- **TEXT EXCERPT**
Is that what we should be doing? I think NOT.
And if you have ten statistics and only pick the favorable one you will never see or solve your problems.
And conversely if you pick only the unfavorable statistics derived from a standardized test of questionable relevance you will chase problems that don't exist.
Once the American citizen enters the work force it appears he is very well prepared indeed - his productivity is absolutely world class. Isn't that the most important measurement?
Mod parent up. China is still largely a centrally managed economy on the macro level with policies set for political reasons, not based on sound principles. China has been stinting development of infrastructure so badly that there are problems expanding manufacturing due to power shortages. Lack of investment in capital has meant that China is actually losing manufacturing jobs faster than any other country on earth to more modernized nations because automation will always will out against manual labor once wages reach any reasonable level.
With massive foreign loans and suicidally low currency valuations in order to stimulate exports China has backed itself into a trap where it must let currency valuations rise to pay off debt and raise capital for infrastructure investment, yet it cannot afford to let valuations rise because that will destroy it's export driven economy.
Anyone who has really studied the current Chinese economy realizes that they are headed for a period of retrenchment, if not an out-and-out recession/depression in the not too distant future.
US school students are being creamed in science and math competitions worldwide.
THe US is punished in these tests by the diversity of it's population. If you compare the top 10% of US students vs. the rest of the world, the numbers are very different than a comparison of the average students. That top 10% of US students is absolutely competitive with the top 10% from any other country in the world.
Talent knows no geographical boundaries. The key is that it is a diaspora, not an Indian or Chinese institution. For example, despite the vast talent pool in the Chinese population, no Chinese citizen has ever won a Nobel Prize, Those prizes have gone to members of the diaspora working in western institutions.
Until India and China build institutions comparable to the best in the west they will never become true knowledge superpowers.
much of its population still lives in third world conditions, like Detroit.
If you think Detroit is 3rd world, I suggest you visit Bangladesh.
I'm just wondering if gross inequality is a nessessary or sufficient condition for a country to undergo economic growth.
It seems clear that there has to be a reward for hard work and talent for a country to undergo economic growth. However that is only necessary, not sufficient.
Why is it that the public at large is expected to foot the bill for cable television for the luxury of watching programming that includes commercials? Television networks as well as your cable company make tons of money on the advertising that goes into television programs.
Because cable companies DON'T get advertising revenue from the channels they carry. In general cable companies have to pay the content sources for the programming they carry. Some basic channels are free, but most are not.
They arent supposed to help the consumers that take part in them, they are supposed to punish the offending company
If that is the case, it is a perversion of English common law.
A tort results in a remedy, with an award pf damages to the plaintiff. It has been throughout the history of English law intended to right a civil wrong. Only in extreme cases are punative damages awarded.
Unfortunately class action law suits are generally rigged to reward lawyers, not the victims. It is gross.

- **LIST OF TASKS**
**A.** According to the comments, what do cable companies generally have to do for the programming they carry?
**B.** Rewrite the comments from "Talent knows no" up to and including "conditions, like Detroit.", putting "emigrant community" in place of "diaspora" wherever it occurs.

- **SUPPLIED DATA**
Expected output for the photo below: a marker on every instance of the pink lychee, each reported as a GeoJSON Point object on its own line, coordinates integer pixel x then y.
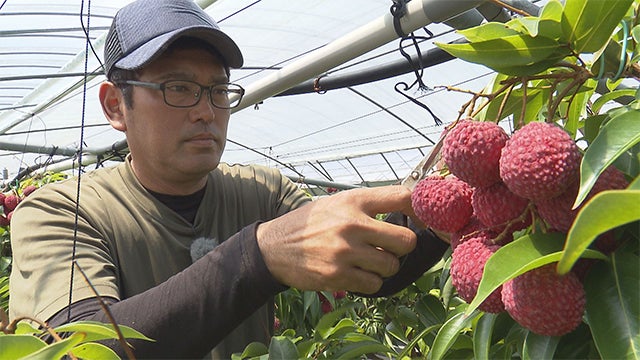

- **RESPONSES BY TASK**
**A.** They have to pay the content sources for it.

**B.**
Talent knows no geographical boundaries. The key is that it is a emigrant community, not an Indian or Chinese institution. For example, despite the vast talent pool in the Chinese population, no Chinese citizen has ever won a Nobel Prize, Those prizes have gone to members of the emigrant community working in western institutions.
Until India and China build institutions comparable to the best in the west they will never become true knowledge superpowers.
much of its population still lives in third world conditions, like Detroit.